Excerpt to read:
»»

In January 2017, all “anti-racist” associations and the Islamist CCIF (Collective Against Islamophobia) sued Georges Bensoussan — an award-winning Jewish French historian, born and raised in Morocco — for racism. He had said on the radio that “in France, in Arab families… anti-Semitism is imbibed with one’s mother’s milk.” He was acquitted, but the prosecutor has filed an appeal.

Against the “Fachosphère”

The fachosphère (combination of “fascist” and “sphere”) is the term that the mainstream media are now calling a collection of websites — such as the Riposte Laïque, Resistance Republicaineand many others — that warn of the dangers of being overrun by radical Islam. Between 2012 and 2017, Riposte Laïque alone was sued “no fewer than 43 times” its editor-in-chief, Pierre Cassen, told Gatestone. This time, the plaintiffs were not only “anti-racist” associations (LDH, SOS-Racisme, le MRAP, la LICRA and Islamist CCIF) — but also the mayor of Paris, Anne Hidalgo; former Interior Minister Bernard Cazeneuve, and various Islamic associations such as L’Aube du Savoir (“Sunrise of Knowledge”), journalists from the mainstream media (Libération, Le Monde), the Ligue de Défense Judiciaire des Musulmans (“Muslim Judicial Defense League”). These libel and racism suits asked for fines from €5,000 to €40,000.

Against Officials

On March 30, 2016, Laurence Rossignol, then Minister of Families, Children and Women’s Rights and known to be a fierce critic of the omnipresence of the Islamic veil in public places, was interviewed by the radio station RMC. She compared veiled women to “American negroes [“nègres américains”] who supported slavery”. Rossignol apologized for using “negroes”, but possibly too late. The Islamist Collectif Contre L’islamophobie en France (CCIF) and the Frantz Fanon Foundation launched a class action suit for “insult of a racial nature” and announced their intention to submit a complaint to the Cour de Justice de la République, a court empowered to adjudicate lawsuits against members of the government. The plaintiffs also threatened to sue the minister appointed to the Correctional Court and the Administrative Court of Paris.

««

Entries supplied:
»»

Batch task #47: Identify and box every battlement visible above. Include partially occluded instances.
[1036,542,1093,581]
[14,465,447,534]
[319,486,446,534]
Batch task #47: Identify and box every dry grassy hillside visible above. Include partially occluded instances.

««

What the task requires: In the section of the lawsuits excerpt headed "Against the 'Fachosphère'", list the "anti-racist" associations named in parentheses among the plaintiffs.

Complete answer: LDH, SOS-Racisme, le MRAP, la LICRA, Islamist CCIF